Do this:
Reproduce verbatim everything in the material from the line containing "the bus headlight" down to the final line of the material, with both of those lines included.

** START OF Dataset **

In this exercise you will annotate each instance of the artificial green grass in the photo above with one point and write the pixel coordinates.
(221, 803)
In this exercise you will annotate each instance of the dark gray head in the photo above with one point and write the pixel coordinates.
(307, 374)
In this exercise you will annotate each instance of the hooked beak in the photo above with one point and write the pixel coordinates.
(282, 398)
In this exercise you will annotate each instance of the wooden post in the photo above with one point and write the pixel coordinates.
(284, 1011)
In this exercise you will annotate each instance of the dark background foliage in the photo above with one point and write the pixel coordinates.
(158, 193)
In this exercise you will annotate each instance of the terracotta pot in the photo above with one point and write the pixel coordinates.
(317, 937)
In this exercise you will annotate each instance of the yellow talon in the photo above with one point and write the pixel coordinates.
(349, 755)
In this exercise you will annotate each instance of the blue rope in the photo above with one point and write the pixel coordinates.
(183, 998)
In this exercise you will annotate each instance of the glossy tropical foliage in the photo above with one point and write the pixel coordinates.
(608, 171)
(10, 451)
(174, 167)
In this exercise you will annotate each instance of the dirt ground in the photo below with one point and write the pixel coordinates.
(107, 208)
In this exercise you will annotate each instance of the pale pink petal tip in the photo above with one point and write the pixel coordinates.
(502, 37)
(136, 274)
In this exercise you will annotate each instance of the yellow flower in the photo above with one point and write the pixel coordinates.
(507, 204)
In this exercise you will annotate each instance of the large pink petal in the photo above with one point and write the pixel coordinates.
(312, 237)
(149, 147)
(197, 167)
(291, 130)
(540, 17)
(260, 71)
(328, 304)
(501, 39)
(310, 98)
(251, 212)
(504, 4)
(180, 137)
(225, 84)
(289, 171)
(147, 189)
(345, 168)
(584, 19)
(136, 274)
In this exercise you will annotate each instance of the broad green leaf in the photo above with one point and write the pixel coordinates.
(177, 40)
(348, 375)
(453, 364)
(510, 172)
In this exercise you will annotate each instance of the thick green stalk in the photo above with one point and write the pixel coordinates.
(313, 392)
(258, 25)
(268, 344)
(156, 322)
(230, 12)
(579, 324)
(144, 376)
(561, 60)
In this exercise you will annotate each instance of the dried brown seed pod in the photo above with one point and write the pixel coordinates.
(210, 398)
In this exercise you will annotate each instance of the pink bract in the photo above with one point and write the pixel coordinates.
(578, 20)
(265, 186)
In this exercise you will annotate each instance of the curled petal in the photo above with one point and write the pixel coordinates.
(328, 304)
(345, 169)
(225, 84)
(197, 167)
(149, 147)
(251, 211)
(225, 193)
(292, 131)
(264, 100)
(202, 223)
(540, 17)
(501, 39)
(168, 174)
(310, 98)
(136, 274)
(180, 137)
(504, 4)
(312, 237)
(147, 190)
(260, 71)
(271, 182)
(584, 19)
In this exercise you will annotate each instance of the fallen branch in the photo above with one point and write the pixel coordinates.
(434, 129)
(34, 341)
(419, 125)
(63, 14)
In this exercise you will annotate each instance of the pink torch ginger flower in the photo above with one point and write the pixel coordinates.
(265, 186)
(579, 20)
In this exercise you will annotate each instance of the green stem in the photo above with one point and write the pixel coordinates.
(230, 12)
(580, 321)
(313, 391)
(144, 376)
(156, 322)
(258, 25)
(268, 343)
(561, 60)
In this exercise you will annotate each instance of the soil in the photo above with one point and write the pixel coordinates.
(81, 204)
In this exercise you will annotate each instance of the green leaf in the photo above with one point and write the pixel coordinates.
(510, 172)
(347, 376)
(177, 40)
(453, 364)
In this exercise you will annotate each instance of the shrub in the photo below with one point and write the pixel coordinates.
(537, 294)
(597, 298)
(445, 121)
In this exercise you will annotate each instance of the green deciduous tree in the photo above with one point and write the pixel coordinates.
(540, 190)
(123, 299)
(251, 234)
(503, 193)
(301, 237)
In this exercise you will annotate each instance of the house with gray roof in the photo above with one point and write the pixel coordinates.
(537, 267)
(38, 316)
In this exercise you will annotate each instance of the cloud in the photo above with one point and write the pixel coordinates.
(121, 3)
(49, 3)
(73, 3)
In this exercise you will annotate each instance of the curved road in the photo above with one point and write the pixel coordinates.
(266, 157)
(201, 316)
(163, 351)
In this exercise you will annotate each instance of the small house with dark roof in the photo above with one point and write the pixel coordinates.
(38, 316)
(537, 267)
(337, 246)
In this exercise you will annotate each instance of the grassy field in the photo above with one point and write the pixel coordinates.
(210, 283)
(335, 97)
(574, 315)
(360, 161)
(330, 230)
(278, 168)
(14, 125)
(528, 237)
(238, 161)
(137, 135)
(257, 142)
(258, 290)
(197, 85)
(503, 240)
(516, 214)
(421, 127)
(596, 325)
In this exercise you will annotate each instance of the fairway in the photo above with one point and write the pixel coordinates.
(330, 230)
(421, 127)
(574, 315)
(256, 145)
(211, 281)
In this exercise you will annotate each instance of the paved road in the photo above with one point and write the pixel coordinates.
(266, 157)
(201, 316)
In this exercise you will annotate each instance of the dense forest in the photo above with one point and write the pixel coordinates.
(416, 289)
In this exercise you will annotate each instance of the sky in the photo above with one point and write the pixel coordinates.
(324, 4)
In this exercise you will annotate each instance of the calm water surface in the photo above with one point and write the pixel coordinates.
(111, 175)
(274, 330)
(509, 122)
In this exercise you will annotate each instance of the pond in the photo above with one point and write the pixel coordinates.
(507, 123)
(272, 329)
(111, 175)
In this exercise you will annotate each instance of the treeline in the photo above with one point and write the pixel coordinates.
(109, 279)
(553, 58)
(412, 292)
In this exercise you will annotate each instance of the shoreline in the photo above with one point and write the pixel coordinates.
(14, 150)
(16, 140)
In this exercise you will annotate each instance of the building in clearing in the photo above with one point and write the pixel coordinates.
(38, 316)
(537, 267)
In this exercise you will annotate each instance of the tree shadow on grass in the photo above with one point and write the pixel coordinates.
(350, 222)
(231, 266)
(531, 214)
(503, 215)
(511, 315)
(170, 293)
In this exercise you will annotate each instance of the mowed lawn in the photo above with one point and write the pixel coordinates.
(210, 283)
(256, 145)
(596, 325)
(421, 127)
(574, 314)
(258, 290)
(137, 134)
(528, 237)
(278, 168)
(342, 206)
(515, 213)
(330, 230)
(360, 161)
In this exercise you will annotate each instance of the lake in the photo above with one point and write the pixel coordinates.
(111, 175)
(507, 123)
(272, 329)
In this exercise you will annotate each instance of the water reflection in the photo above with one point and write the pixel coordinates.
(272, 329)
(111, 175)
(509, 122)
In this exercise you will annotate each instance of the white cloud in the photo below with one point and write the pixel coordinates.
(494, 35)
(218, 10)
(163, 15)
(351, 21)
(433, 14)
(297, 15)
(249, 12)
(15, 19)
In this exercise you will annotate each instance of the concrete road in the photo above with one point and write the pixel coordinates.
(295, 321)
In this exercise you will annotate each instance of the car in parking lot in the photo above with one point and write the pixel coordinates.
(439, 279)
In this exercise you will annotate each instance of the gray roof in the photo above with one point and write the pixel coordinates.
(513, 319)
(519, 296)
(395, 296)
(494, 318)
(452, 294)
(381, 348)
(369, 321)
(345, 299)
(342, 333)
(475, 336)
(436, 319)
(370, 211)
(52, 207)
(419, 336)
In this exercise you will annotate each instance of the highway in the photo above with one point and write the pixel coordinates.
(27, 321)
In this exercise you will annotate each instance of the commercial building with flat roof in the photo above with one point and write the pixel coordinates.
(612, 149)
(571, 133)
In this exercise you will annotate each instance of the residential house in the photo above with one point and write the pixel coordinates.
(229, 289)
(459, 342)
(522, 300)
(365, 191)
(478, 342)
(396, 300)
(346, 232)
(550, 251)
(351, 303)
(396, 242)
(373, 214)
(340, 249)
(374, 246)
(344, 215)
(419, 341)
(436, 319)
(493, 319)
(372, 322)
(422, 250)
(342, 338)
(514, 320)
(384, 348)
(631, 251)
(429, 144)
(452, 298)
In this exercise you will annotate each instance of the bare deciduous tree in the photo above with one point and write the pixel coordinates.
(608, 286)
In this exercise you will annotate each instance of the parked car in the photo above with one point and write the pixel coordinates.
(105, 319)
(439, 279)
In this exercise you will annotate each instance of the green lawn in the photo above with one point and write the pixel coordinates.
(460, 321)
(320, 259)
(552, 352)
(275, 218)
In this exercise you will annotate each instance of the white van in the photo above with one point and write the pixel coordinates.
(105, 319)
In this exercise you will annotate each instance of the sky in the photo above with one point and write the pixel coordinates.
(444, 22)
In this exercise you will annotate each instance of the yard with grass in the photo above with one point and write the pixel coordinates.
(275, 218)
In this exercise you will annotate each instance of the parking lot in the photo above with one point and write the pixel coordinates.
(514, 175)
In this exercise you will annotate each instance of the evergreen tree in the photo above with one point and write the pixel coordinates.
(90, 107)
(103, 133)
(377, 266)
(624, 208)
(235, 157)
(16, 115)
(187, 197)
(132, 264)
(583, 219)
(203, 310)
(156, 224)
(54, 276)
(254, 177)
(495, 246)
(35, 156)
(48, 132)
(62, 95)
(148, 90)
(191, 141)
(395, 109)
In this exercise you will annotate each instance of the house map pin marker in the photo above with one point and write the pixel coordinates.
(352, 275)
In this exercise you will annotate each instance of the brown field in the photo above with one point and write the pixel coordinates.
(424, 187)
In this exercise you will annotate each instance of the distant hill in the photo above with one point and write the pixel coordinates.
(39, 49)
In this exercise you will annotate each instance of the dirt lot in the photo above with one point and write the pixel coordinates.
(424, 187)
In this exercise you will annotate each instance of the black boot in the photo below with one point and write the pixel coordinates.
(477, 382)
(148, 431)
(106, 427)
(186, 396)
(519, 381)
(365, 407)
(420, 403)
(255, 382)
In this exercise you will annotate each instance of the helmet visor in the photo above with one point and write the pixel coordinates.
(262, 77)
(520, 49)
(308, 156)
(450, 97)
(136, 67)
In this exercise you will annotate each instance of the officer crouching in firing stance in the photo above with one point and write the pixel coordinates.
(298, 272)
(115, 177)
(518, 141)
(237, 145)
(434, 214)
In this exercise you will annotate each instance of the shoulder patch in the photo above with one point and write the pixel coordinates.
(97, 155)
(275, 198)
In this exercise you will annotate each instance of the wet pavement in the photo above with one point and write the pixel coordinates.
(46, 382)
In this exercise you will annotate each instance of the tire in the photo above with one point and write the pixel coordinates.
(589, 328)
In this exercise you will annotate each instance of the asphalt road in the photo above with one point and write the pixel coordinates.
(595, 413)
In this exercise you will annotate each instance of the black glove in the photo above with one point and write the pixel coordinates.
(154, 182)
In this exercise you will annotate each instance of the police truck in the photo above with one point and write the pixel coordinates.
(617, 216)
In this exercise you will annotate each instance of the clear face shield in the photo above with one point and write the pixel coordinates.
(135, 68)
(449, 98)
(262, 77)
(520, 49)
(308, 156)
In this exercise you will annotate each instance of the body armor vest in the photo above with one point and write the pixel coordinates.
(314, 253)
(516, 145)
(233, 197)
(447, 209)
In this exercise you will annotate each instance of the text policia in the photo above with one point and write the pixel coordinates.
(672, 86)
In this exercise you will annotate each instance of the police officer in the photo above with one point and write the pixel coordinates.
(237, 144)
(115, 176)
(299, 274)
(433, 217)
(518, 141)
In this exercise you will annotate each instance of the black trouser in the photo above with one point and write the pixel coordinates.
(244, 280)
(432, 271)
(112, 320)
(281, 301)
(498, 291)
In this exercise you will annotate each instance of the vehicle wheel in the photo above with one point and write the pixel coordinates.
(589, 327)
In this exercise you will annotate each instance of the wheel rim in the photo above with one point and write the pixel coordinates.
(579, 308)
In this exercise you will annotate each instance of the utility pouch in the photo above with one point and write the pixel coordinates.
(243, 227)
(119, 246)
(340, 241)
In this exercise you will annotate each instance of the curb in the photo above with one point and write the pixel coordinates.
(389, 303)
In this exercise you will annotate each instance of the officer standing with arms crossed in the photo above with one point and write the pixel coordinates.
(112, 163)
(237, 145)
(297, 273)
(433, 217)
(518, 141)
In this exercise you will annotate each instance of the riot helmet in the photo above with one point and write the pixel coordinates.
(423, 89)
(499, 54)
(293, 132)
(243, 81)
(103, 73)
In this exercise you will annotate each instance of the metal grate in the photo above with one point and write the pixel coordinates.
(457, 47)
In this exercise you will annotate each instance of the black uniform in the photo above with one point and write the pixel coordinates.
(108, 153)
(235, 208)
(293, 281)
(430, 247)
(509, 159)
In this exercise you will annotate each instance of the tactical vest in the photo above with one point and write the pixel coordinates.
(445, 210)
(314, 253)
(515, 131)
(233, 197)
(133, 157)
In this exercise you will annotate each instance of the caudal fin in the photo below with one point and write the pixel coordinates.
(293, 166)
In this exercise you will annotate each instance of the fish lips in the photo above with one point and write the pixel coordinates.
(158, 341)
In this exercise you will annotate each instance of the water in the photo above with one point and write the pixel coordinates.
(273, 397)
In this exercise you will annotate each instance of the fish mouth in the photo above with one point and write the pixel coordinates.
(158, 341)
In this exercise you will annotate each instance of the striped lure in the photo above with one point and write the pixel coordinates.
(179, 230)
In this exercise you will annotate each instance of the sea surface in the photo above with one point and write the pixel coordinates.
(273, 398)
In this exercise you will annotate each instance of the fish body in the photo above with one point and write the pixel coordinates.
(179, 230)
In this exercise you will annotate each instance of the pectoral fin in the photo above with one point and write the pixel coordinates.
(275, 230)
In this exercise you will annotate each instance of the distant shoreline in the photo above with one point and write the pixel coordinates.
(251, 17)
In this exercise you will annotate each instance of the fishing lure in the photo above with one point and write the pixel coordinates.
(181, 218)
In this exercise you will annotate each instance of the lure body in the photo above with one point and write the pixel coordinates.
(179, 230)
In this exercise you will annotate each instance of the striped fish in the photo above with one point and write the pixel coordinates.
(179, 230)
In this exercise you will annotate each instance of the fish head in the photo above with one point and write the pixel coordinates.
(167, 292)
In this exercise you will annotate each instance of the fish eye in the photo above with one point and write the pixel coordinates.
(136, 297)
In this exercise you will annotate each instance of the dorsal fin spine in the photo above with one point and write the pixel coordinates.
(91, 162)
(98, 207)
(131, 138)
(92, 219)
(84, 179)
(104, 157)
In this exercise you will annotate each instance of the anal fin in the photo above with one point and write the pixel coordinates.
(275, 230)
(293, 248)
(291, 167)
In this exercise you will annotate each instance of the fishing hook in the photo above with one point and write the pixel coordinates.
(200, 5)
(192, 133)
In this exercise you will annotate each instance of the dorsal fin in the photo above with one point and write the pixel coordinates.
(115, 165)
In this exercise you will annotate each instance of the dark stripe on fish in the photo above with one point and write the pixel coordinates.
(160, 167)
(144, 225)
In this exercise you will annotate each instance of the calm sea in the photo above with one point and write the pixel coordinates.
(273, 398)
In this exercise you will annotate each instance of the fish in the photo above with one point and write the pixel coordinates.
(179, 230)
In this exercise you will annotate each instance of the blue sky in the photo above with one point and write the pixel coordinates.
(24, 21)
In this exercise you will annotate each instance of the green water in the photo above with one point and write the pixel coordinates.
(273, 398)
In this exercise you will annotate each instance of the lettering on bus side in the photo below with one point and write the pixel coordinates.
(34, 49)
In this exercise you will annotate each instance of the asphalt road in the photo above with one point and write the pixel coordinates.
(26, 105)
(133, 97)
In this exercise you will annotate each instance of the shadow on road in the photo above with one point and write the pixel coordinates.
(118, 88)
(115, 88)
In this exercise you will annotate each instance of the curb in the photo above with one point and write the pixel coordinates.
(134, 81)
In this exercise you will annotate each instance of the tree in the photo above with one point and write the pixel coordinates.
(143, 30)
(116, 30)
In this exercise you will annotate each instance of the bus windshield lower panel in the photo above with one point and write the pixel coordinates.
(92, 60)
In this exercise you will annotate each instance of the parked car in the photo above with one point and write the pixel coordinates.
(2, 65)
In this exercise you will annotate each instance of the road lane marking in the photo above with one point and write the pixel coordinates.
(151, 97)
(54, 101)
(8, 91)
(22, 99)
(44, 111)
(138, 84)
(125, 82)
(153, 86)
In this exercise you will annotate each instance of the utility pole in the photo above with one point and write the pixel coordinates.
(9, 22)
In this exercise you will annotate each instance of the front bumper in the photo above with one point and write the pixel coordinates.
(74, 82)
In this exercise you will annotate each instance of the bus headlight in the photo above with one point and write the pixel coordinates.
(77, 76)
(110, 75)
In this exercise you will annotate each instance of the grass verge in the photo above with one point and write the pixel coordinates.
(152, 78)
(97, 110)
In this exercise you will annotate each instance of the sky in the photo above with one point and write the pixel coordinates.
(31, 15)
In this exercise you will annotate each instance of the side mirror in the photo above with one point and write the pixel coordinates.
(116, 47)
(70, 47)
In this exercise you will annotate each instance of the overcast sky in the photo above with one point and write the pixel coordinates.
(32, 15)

** END OF Dataset **

Result of the task:
In this exercise you will annotate each instance of the bus headlight in the photo above with one point and write the pixel coordinates.
(77, 76)
(110, 75)
In this exercise you will annotate each instance of the grass verge in the photo above with one point and write the pixel coordinates.
(152, 78)
(97, 110)
In this exercise you will annotate each instance of the sky in the photo above with one point and write the pixel coordinates.
(31, 15)
In this exercise you will annotate each instance of the side mirror in the photo above with one point and write the pixel coordinates.
(116, 47)
(70, 47)
In this exercise you will annotate each instance of the overcast sky in the photo above with one point and write the pixel coordinates.
(32, 15)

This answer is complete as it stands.